SOURCE EXTRACT ->
Transforming Urban Mobility
Having grown up in Pune, I know the city like the back of my hand. Referred to as the “Oxford of the East” for its renowned educational institutions, I fondly remember many lunchbreaks standing on the sidewalk at a tapri (stall) outside my school, sipping chai and eating vada pav (a deep-fried potato dumpling sandwich) as two-wheelers, autorickshaws, and busses sped by. However, diesel exhaust surrounded us — the fumes blending with the streetside aroma of cardamom and chillies.
Fast forward to 2019. After almost five years away from home studying transport planning in Europe, I noticed a surprising evolution in the city’s mobility system when my close friend and I were reminiscing over a cup of chai at the exact same tapri: a local bus zipped by without a sound or tailpipe emission. “When did Pune get electric buses?” I asked my friend.
That moment piqued my curiosity; I wanted to understand the story behind Pune’s electric buses (e-buses). When I joined RMI India in June 2021, I started supporting our work on decarbonising urban mobility in Pune. Thanks to our partnership with the Pune Municipal Corporation (PMC) and inspired by an e-bus working group at an Urban Mobility Lab workshop co-hosted by the PMC and RMI in October 2018, we received an opportunity to dive deeper into Pune’s e-bus procurement.

MATERIAL FOR THE TASK ->
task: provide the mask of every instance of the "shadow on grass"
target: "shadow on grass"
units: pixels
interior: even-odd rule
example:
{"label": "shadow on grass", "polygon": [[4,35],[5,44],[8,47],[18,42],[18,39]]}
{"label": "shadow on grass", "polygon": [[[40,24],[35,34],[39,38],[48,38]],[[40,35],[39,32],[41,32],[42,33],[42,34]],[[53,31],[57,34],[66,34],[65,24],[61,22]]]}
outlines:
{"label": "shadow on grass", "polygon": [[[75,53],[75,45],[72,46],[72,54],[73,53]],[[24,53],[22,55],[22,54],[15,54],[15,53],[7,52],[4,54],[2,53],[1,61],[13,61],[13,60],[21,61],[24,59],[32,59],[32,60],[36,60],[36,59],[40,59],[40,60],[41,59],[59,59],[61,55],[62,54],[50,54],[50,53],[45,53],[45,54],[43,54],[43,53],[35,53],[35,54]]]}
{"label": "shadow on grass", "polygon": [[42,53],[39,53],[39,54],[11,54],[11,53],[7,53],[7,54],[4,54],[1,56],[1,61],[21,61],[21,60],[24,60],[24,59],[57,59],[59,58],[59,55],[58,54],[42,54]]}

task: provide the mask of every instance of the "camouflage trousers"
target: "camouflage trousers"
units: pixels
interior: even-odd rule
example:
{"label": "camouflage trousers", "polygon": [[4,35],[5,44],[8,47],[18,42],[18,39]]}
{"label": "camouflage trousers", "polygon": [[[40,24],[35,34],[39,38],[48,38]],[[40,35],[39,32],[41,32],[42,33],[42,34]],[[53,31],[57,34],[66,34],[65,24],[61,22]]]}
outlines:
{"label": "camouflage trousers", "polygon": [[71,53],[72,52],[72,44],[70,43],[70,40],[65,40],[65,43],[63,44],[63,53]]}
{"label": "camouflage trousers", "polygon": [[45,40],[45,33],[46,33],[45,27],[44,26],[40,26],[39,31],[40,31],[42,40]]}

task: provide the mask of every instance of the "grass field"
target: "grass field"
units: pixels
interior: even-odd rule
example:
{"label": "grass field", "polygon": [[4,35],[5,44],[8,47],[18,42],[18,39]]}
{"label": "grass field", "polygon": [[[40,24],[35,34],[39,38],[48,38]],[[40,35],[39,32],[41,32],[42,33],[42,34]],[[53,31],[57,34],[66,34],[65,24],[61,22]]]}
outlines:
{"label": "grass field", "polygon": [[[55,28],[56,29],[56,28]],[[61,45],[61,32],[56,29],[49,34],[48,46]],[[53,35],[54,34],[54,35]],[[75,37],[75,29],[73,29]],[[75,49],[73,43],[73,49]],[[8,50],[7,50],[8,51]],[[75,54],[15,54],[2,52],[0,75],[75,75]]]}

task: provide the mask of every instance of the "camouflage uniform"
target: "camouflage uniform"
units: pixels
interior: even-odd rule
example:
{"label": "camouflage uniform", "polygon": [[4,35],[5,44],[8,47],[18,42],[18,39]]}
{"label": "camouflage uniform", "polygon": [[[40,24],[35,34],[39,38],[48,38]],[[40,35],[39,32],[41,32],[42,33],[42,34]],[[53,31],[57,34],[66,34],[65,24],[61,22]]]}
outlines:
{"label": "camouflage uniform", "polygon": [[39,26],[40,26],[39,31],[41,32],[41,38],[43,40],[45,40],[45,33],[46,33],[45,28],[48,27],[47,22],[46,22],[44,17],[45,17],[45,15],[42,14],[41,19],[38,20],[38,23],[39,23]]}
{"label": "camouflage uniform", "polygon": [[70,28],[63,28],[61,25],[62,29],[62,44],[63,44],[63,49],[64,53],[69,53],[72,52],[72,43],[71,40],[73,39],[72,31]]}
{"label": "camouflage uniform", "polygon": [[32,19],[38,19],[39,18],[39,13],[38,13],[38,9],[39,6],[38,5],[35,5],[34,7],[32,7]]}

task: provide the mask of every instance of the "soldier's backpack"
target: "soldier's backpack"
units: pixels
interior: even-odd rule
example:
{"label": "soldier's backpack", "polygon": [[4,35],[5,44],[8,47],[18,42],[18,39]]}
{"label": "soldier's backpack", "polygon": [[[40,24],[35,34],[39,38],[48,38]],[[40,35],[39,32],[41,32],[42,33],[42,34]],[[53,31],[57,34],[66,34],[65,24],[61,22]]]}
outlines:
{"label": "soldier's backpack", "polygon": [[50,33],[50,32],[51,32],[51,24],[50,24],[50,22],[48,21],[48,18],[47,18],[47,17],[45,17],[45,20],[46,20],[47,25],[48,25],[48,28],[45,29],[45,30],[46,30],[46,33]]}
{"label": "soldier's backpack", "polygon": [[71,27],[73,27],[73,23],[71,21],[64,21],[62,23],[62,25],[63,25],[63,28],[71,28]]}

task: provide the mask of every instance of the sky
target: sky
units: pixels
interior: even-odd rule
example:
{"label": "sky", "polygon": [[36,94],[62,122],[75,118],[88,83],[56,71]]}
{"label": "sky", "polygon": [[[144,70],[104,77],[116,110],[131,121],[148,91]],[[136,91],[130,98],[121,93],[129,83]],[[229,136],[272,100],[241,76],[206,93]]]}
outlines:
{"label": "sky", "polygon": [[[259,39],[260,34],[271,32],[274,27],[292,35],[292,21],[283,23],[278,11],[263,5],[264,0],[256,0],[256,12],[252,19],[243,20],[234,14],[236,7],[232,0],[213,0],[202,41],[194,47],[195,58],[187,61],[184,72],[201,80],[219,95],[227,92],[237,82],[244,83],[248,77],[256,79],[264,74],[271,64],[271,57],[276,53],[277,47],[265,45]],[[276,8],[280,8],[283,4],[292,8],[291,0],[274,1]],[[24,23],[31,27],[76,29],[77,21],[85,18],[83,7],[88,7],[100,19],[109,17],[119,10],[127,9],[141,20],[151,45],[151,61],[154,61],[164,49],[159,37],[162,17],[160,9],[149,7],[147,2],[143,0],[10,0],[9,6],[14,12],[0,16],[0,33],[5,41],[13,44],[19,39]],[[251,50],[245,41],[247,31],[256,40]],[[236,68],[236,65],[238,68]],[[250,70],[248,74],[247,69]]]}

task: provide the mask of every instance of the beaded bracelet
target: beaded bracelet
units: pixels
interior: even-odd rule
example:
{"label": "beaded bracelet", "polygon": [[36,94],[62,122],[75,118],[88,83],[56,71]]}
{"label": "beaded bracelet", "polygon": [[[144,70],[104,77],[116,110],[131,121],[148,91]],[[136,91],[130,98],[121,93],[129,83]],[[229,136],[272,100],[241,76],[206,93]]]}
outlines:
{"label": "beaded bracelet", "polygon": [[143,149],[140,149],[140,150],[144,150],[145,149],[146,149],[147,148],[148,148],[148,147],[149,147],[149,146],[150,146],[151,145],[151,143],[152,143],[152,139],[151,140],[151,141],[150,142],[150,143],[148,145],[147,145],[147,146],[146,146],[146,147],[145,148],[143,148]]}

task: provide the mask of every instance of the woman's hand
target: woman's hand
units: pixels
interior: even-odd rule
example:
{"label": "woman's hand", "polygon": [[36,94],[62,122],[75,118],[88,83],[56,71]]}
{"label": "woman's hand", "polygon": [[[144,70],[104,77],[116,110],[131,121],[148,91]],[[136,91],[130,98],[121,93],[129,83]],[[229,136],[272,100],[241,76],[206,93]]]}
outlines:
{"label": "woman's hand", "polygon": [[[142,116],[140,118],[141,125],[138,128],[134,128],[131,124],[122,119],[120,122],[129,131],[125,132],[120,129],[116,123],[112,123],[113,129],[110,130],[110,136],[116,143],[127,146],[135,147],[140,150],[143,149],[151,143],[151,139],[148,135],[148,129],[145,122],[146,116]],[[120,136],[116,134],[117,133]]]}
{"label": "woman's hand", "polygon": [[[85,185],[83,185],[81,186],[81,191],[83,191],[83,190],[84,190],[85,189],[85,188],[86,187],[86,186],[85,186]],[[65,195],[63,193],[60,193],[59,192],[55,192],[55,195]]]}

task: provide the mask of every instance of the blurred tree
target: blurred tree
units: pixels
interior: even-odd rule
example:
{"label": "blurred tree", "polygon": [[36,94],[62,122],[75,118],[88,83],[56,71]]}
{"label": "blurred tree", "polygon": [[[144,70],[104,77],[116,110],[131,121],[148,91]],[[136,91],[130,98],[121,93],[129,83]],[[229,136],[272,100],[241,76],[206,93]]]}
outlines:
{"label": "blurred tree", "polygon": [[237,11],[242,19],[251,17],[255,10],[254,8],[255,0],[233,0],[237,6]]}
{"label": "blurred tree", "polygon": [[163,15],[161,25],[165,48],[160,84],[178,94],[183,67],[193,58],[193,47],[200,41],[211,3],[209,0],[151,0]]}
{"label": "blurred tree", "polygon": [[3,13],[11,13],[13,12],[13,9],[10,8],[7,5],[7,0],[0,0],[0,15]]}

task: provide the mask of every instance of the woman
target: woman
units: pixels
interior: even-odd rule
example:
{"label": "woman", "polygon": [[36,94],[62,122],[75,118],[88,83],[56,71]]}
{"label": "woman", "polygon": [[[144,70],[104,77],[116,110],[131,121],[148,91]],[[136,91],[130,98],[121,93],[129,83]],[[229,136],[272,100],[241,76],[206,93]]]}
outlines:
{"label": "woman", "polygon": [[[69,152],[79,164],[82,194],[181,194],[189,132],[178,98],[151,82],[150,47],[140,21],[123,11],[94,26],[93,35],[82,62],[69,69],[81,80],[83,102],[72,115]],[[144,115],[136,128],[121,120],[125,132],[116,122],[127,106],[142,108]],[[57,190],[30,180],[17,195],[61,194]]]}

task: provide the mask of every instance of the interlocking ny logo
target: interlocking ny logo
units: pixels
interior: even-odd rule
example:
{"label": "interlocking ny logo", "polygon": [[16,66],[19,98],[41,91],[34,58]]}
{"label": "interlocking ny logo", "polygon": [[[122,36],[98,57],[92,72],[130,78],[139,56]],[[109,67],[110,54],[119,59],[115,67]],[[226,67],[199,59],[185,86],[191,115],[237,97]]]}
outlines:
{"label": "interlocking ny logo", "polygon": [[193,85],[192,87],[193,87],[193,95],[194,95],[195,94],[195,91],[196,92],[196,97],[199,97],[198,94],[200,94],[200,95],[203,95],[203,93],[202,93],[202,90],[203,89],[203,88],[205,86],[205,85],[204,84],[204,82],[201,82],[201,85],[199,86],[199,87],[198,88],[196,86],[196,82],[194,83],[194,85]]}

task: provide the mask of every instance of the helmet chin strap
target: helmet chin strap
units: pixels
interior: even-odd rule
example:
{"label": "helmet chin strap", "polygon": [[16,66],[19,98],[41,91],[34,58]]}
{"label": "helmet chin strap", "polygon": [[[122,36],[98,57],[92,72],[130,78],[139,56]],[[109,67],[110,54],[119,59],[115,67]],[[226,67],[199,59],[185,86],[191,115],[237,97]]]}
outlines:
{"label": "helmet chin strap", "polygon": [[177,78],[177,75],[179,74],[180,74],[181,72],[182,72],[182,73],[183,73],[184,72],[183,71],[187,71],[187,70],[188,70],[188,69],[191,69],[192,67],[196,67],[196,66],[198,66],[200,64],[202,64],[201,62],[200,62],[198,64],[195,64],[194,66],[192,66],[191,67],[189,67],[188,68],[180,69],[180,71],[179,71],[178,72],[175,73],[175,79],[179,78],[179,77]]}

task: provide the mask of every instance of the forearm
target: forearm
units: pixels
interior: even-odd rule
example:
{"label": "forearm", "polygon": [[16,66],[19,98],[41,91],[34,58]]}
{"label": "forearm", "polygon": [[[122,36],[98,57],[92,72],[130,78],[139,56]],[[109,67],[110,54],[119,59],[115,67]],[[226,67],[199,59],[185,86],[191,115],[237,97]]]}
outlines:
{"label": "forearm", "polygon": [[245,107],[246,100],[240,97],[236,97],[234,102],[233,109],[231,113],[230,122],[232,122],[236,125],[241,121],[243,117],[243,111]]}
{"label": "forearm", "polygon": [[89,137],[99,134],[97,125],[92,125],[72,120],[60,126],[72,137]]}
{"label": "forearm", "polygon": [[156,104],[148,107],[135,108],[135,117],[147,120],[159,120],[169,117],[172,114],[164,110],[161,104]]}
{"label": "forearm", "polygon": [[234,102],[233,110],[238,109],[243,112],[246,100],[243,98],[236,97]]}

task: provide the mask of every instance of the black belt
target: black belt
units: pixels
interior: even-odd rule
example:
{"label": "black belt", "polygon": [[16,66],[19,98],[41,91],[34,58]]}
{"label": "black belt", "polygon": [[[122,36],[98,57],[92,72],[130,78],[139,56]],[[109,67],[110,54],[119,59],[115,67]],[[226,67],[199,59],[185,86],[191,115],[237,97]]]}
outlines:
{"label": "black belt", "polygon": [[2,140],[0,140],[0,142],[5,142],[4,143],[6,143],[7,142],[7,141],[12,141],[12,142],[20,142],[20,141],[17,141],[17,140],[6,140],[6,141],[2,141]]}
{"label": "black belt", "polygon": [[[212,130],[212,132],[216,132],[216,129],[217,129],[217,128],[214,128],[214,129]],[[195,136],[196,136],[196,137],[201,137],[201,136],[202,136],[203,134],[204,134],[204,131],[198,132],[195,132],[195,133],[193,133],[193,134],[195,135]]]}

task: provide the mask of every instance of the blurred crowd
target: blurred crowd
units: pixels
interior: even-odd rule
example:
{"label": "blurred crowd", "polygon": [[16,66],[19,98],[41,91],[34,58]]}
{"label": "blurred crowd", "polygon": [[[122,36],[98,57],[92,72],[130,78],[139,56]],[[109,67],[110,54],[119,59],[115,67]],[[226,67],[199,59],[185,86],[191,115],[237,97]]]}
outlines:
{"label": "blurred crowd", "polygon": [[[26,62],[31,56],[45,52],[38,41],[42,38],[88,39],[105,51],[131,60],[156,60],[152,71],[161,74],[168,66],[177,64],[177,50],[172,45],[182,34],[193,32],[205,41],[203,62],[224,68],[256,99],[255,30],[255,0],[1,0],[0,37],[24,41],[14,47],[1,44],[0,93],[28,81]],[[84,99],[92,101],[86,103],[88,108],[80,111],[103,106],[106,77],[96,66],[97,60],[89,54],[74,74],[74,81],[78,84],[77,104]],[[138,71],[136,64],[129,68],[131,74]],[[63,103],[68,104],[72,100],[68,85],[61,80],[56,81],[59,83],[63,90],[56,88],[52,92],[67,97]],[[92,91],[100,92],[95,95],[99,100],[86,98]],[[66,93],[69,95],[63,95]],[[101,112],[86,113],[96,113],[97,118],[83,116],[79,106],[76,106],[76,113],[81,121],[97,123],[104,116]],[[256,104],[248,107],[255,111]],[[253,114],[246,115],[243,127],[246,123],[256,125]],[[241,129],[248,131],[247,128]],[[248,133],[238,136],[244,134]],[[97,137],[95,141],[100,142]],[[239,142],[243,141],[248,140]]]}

AIM 1 ->
Identify each line in the rows above that contains the word "forearm", and copy those lines. Treat the match as case-sensitive.
AIM 2 ->
Write what comes next in the account of Pune's electric buses, picking up after its final sentence.

REPLY 1 ->
task: provide the mask of every instance of the forearm
target: forearm
{"label": "forearm", "polygon": [[16,66],[19,98],[41,91],[34,58]]}
{"label": "forearm", "polygon": [[[122,36],[98,57],[92,72],[130,78],[139,56]],[[109,67],[110,54],[119,59],[115,67]],[[226,67],[199,59],[185,86],[191,115],[237,97]]]}
{"label": "forearm", "polygon": [[245,107],[246,100],[240,97],[236,97],[234,102],[233,109],[231,113],[230,122],[232,122],[236,125],[241,121],[243,117],[243,111]]}
{"label": "forearm", "polygon": [[89,137],[99,134],[97,125],[92,125],[72,120],[60,126],[72,137]]}
{"label": "forearm", "polygon": [[156,104],[148,107],[135,108],[135,117],[147,120],[159,120],[169,117],[172,114],[164,110],[161,104]]}
{"label": "forearm", "polygon": [[234,102],[233,110],[238,109],[243,112],[246,100],[243,98],[236,97]]}

REPLY 2 ->
Our case study report, Pioneering Electric Buses in Pune: A Case Study of the City’s Initial Procurement and Operations, offers insights and points of reference on the forms of interagency coordination, policy support, business model design, tendering and contracting terms, and infrastructure planning to enable e-bus adoption in Indian cities.
Pune’s public transport agency, Pune Mahanagar Parivahan Mahamandal Limited (PMPML), joined hands with PMC, Pimpri Chinchwad Municipal Corporation (PCMC), and Pune Smart City Development Corporation Limited (PSCDCL) in 2018 to procure e-buses for the city in a bid to combat local air pollution and promote public transport.
Pune procured e-buses in two phases. First, PMPML issued two tenders in September and December 2018 for 150 e-buses — 25 units of 9-metre air conditioned (AC) e-buses and 125 units of 12-metre AC e-buses. Second, PMPML issued two more tenders for 350 and 150 units of 12-metre AC e-buses in July 2019 and September 2020, respectively. As of March 2022, 220 e-buses are operating in PMPML’s fleet, making it one of the largest e-bus fleets in the country. PMPML also has commissioned three fully operational e-bus depots, including India’s first all-electric bus depot at Bhekrainagar.
Pune’s e-bus adoption can teach us many things about electrifying bus fleets, including the importance of political leadership, the economics of electrification, the improved health impacts, and passenger experience.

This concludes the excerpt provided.